* Exercise instructions: Go through the entries below and count the lines where the word "chin" appears; give only the count.

Stored data entries:
------------------------

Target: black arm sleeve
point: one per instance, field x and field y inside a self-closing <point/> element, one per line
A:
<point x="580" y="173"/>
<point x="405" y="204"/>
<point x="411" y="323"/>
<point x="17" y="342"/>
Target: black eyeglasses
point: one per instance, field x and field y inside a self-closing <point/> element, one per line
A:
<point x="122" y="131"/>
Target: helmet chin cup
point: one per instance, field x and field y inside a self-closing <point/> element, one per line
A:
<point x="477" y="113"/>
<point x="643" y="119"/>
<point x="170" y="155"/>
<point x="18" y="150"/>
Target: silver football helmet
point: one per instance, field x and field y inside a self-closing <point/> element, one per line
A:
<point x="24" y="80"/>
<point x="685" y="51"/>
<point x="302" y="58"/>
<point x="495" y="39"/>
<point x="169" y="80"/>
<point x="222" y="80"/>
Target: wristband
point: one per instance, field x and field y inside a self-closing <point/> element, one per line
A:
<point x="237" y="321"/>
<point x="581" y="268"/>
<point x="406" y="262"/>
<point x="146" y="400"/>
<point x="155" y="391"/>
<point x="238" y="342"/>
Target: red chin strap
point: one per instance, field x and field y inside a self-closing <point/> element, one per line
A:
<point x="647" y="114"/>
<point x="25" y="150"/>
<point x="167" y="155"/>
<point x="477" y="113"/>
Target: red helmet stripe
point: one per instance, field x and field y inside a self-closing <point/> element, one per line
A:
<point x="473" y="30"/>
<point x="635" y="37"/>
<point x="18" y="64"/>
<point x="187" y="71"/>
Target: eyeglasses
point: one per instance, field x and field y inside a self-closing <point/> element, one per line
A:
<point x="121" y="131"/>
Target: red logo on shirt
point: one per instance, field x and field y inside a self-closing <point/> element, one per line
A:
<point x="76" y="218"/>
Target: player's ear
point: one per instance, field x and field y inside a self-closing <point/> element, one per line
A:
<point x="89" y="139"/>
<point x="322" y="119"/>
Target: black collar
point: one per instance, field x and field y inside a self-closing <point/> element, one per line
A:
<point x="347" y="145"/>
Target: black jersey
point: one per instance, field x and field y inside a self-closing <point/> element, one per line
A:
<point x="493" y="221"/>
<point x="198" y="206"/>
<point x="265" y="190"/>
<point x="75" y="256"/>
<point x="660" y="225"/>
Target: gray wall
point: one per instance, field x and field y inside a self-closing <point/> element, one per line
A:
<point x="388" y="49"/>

------------------------

* Reply to the exercise: 2